- **Data for the task**:

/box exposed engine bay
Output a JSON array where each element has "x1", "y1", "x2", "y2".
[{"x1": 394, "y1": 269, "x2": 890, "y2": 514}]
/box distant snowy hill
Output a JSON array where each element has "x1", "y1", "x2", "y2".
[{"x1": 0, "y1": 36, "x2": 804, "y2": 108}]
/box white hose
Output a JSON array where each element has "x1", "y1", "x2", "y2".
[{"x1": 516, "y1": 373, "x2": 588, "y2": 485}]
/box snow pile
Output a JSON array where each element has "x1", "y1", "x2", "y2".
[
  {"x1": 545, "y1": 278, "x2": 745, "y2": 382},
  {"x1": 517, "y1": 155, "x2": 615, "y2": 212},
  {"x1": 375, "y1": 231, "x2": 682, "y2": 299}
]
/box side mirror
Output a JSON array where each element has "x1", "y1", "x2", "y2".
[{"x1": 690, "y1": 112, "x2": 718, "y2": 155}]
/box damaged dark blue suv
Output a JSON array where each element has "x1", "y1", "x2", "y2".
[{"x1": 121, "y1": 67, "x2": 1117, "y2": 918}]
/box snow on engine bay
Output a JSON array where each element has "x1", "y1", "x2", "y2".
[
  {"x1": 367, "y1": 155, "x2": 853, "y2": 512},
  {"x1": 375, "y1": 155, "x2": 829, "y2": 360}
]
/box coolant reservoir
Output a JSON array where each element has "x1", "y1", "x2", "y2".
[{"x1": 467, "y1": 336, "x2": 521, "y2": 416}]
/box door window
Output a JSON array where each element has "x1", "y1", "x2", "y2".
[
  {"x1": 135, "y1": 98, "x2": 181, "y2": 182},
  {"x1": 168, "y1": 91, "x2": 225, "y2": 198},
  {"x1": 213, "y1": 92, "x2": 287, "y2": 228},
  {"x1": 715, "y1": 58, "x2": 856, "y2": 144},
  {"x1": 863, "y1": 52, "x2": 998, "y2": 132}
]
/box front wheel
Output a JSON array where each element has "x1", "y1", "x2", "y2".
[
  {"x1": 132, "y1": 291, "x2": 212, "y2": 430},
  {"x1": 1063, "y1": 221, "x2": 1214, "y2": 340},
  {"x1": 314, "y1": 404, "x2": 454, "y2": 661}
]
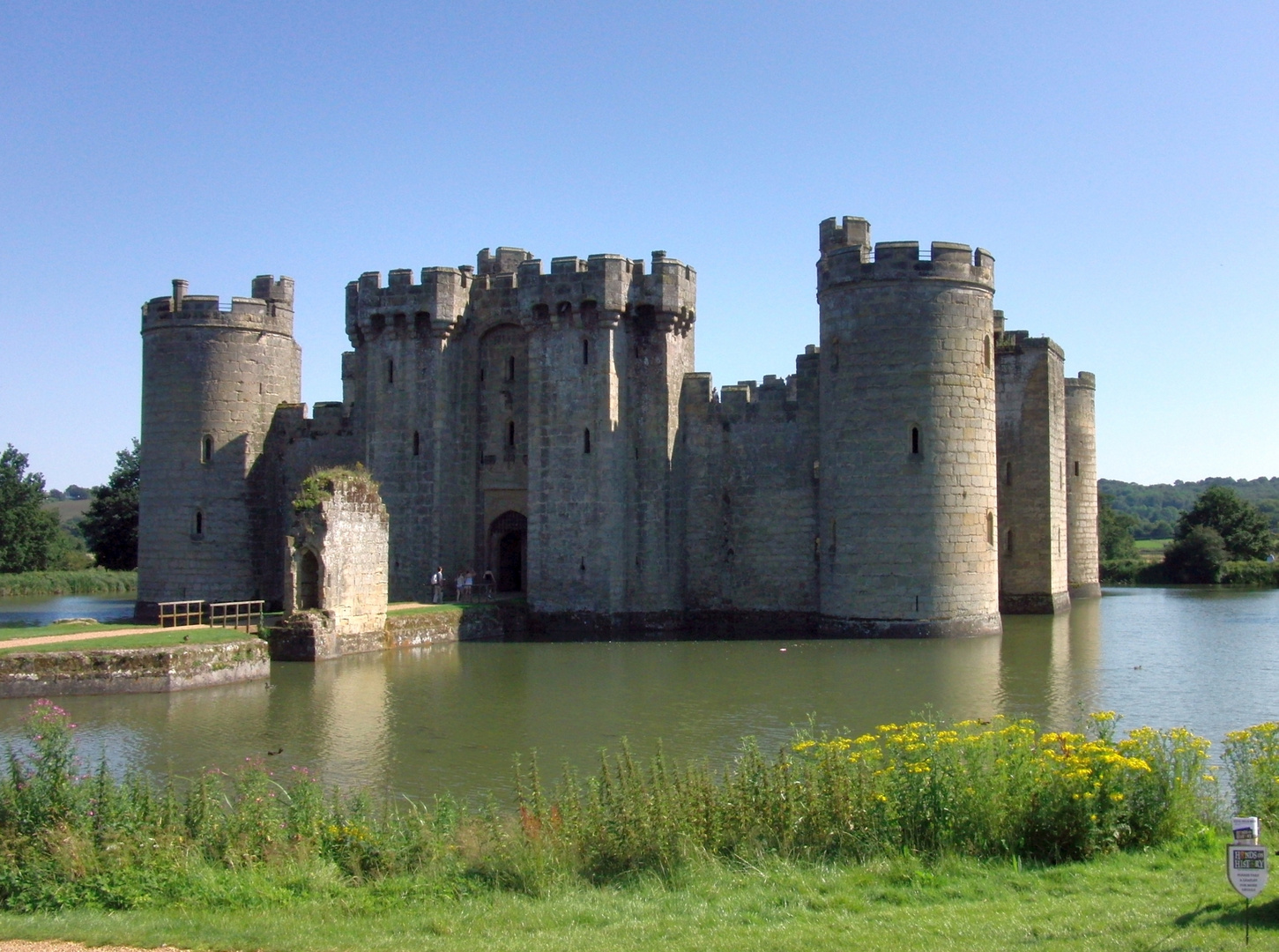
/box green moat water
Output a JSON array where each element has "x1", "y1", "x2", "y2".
[{"x1": 0, "y1": 589, "x2": 1279, "y2": 796}]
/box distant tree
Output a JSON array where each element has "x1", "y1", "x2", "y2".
[
  {"x1": 79, "y1": 440, "x2": 142, "y2": 569},
  {"x1": 1097, "y1": 493, "x2": 1137, "y2": 562},
  {"x1": 1164, "y1": 526, "x2": 1227, "y2": 584},
  {"x1": 0, "y1": 443, "x2": 62, "y2": 572},
  {"x1": 1173, "y1": 487, "x2": 1274, "y2": 559}
]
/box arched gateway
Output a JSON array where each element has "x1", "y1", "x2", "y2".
[{"x1": 488, "y1": 510, "x2": 528, "y2": 591}]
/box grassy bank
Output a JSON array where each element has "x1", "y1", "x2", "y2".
[
  {"x1": 0, "y1": 569, "x2": 138, "y2": 598},
  {"x1": 0, "y1": 837, "x2": 1279, "y2": 952},
  {"x1": 0, "y1": 624, "x2": 253, "y2": 655},
  {"x1": 1101, "y1": 558, "x2": 1279, "y2": 589},
  {"x1": 0, "y1": 701, "x2": 1279, "y2": 949}
]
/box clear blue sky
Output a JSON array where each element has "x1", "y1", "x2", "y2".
[{"x1": 0, "y1": 0, "x2": 1279, "y2": 487}]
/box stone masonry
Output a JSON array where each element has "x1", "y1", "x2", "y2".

- **To do**: Find every line in the records containing the string "engine" and copy each one out in full. Case counts.

- **The answer**:
/box exposed engine bay
/box snow on engine bay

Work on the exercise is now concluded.